● 提示文
年金の平均月額と、65歳以上の一人暮らしの平均的な生活費の内訳
厚生労働省の「厚生年金保険・国民年金事業の概況(令和2年度)」によると、老齢厚生年金の平均月額は14万4366円です。しかし、年金だけで生活する場合、国民健康保険料・介護保険料・住民税などが天引きされます。そうなれば、1カ月あたり約15万円の年金も、もしかしたら10万円ぐらいしか受け取れないかもしれません。一方、65歳以上の単身世帯の生活費はどうなっているのでしょうか。総務省の「家計調査報告(家計収支編)2022年4~6月期平均」から、ひも解いてみましょう。
「65歳以上の単身世帯」の基本情報は、平均年齢が76歳。有業者比率が0.21%であるため、働きにいかず年金で生計を立てています。持家率は82.8%となっていることより、住居項目の支出額は少なくなっています。もし、賃貸にお住まいの場合、家賃分がプラスされると考える必要があります。
65歳以上の単身世帯の1カ月間の支出の内訳は、画像のとおりです。 一人暮らしに毎月かかる費用の平均額は、14万4860円です。もし、年金収入が10万円だとしたら、貯蓄から毎月約5万円が着実に減っていくことになるでしょう。そうなれば、1年で60万円、5年で300万円、10年で600万円がなくなってしまいます。
そうならないためには、1カ月約15万円の支出を約30%削減した、10万円でやりくりすることが理想的ではないでしょうか。
「今でも、そんなに贅沢はしていないのに、さらに節約なんて……ありえない」と思うかもしれません。しかし、10万円でやりくりすることができなければ、貯蓄を崩しながらの生活となり、日々、資産が目減りする恐怖を感じながら過ごすことになってしまいます。まずは10万円という予算内で生活費をおさめるためのチャレンジをしてみませんか。もし、うまくいけば、貯蓄がどんどん減っていく不安から解放され、ゆったりとした日々を楽しむことができるはずです。
「10万円以内の生活になれば、しめたもの。試してみよう」という軽い気持ちで取り組みましょう。その際、ただケチケチするのは面白くありません。今までと違う価値を見つける工夫をしてみましょう。以下は、1カ月を10万円で暮らすためのコツについて解説します。

ポイント注釈レコード:
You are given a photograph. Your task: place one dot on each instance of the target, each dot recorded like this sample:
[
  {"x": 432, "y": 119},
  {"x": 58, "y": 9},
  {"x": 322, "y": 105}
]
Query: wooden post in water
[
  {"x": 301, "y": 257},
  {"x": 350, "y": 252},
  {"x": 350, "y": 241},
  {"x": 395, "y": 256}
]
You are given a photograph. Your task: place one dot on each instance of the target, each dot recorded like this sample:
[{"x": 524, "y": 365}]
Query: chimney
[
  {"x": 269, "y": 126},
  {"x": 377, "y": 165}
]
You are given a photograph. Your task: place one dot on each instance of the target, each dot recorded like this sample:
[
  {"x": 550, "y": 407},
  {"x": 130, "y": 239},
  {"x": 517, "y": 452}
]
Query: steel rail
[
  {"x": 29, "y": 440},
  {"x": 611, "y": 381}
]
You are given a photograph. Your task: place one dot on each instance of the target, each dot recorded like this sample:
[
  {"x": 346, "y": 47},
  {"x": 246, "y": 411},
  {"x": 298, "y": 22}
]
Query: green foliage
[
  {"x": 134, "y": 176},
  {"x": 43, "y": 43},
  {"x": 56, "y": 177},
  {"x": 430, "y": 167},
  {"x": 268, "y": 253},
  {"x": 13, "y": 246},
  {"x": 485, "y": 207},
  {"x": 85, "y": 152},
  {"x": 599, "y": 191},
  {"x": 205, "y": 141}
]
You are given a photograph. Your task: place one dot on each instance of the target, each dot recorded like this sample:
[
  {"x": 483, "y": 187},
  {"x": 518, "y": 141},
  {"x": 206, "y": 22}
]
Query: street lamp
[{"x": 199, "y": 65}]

● 課題
a – 年金と生活費の文章では、65歳以上の単身世帯の住居項目の支出額が少なくなっています。その理由を文章に即して説明してください。
b – 年金と生活費の文章を、最後の文の後から引き継いで書いてください。

● 解答例
a – 65歳以上の単身世帯の持家率が82.8%と高いためです。そのため、賃貸に住んでいる場合は家賃分が上乗せされると考える必要があると書かれています。

b –
1カ月を10万円で暮らすためのコツ(1)お金の使い方の枠組みを決める
1カ月で約15万円の支出には、目立つ浪費、ムダ遣いなどは少ないといえます。レシートを細かに確認するよりは、すべての費目を30%減で予算を決めてしまい、即、実行するようにしてみましょう。または、交際費や外食など、生活に支障のないものを一旦やめてみるのもよいかもしれません。まずは、月10万円で生活すると決意し、その後、目標達成するための、明確なルールを決めるのがポイントです。1カ月ごとのお金の枠組みを決めてしまえば、お金の使い方が変わるはずです。今まで、なんとなくしていた買い物が「予算、大丈夫かな?」というふうに気にするようになります。あまり気にしたことのない、細かな支払いに注意が向くようになるでしょう。支出が徐々に管理されれば、家計はどんどん健全になっていくはずです。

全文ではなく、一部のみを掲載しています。